§ Records shown
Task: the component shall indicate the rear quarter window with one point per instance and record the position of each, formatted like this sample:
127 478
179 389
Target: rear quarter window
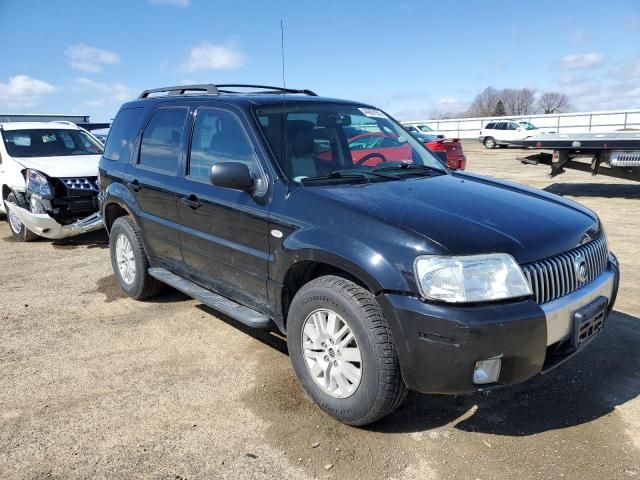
122 134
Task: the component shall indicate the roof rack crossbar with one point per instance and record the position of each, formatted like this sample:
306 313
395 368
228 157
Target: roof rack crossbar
265 87
182 89
212 89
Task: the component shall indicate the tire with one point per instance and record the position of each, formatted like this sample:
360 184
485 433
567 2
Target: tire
19 231
380 389
126 249
490 143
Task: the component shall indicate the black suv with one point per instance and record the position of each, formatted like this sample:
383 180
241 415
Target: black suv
327 220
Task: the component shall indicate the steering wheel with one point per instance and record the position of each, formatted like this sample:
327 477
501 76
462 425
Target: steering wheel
368 157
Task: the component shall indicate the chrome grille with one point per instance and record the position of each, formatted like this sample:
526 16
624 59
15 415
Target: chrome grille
557 276
79 183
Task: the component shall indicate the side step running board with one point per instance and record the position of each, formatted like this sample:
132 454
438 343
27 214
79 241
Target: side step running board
236 311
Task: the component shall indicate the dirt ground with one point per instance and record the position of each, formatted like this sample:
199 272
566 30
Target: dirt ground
95 385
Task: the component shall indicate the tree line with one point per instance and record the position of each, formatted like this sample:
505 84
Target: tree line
509 102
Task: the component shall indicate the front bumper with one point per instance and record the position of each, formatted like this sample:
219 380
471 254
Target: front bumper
43 225
438 344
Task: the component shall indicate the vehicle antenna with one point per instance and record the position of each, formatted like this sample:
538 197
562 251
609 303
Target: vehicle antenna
284 93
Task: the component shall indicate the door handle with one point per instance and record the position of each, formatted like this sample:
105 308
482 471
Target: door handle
191 201
134 185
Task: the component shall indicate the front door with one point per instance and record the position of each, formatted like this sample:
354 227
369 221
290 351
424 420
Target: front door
224 232
152 180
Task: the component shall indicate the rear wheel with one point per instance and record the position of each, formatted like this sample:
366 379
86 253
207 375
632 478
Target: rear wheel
19 231
490 142
343 352
129 260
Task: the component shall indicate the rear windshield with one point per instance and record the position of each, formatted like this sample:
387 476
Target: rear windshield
316 140
49 143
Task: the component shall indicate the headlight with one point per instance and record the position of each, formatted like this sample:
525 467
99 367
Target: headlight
473 278
38 184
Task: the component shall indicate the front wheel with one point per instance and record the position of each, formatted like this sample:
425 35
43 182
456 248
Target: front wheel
129 260
343 352
18 229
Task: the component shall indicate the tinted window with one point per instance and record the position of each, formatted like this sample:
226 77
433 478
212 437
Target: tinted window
218 136
160 146
122 134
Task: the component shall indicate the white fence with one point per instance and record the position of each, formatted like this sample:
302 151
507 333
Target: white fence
579 122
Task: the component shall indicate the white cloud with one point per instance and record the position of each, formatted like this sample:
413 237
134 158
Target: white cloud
174 3
628 68
90 59
582 60
208 56
579 37
103 92
23 91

§ What is required
Copy the listing over exactly, skipping the pictures it holds.

§ Task result
Task: the component shall indicate the rear quarter window with one point per instance and record the position of each, formatted like this sample:
127 478
179 389
Target: rear quarter window
122 134
Task: the component shall indicate the roof rack crossbar with one point per instance and record the position of each, formatted like this sample:
306 313
395 368
228 157
Target: roof rack crossbar
265 87
182 89
212 89
Task: the component shall indicate the tire with one point per instance and record the position of each, formatted like this sample:
360 184
485 433
567 2
Target: tire
19 231
380 389
126 249
490 143
Task: the component shall indicate the black suv with one point per instance and record the position of each, formatted like this sample:
383 180
241 415
Target: black suv
327 220
Task: the component shall indicate the steering wheel with one point per instance and record the position of each, formatted like this sample:
327 477
501 76
462 425
Target: steering wheel
368 157
Task: the component shall indicate the chrome grille with one point per instance and record the position of each, formatted like this sample:
526 16
624 59
15 415
Target: chrome grille
557 276
79 183
Task: the component shall indicate the side step running board with one point per instance and record the position of each, formatted like this sample:
132 454
438 343
27 214
79 241
Target: side step running board
236 311
Task: the component shall indicate the dirt ground with one point per instance and record the position of each, formatted like this sample:
199 272
566 30
Target: dirt ground
95 385
Task: the component shall indicate the tree line with one point per instance and record the position of each, formatted like this sample:
505 84
Target: tree line
509 102
Task: the component shall indicate the front bumper with one point per instance and record the position of each, formatted like this sample:
219 380
471 254
Target: front bumper
43 225
438 344
Task: the component shall indicate the vehicle antenna with one point per instance and record the position of each, formatted like this sample:
538 197
562 251
609 303
Target: vehicle antenna
284 93
Task: the component shall indicate the door handle with one point per instance and record the position of each, formatted like this sample:
105 308
482 471
Target: door handle
191 201
134 185
Task: the component shall indicate the front door with one point per instance and record the position of each, formatted like this sample:
354 227
369 221
290 351
424 420
Target: front door
224 232
152 180
Task: the component shall indicate the rear wheel with one point per instance and record the position of each, formatted like this sample:
366 379
86 253
207 375
632 478
Target: rear wheel
19 231
490 142
343 352
129 260
Task: the component shall indicate the rear windshield with one point per instance and record the position of each, formatted like this sample:
387 476
Target: rear windshield
316 140
49 143
Task: the component shall indicate the headlight with one point per instance and record the position of each, formatted like this sample:
525 467
99 367
Target: headlight
473 278
38 184
Task: the component shall indicate the front wheel with one point per instance and record the position of each, formatted like this sample:
425 35
43 182
456 248
Target: front wheel
129 260
343 352
18 229
Task: the component shall indicate the tinted window with one point per instance and record the position of each, formatted like this sample:
226 77
433 478
212 437
Target: tinted window
218 136
160 146
122 134
Task: the component shall indicate the white fence with one point per instance and record the position of each, formatted like this sample:
302 151
507 333
Target: white fence
579 122
Task: the component shall indicate the white cloud with one point per instance and record the position of each, formatted like this sample:
413 237
134 158
Target: white cloud
174 3
628 68
90 59
582 60
208 56
579 37
103 92
23 91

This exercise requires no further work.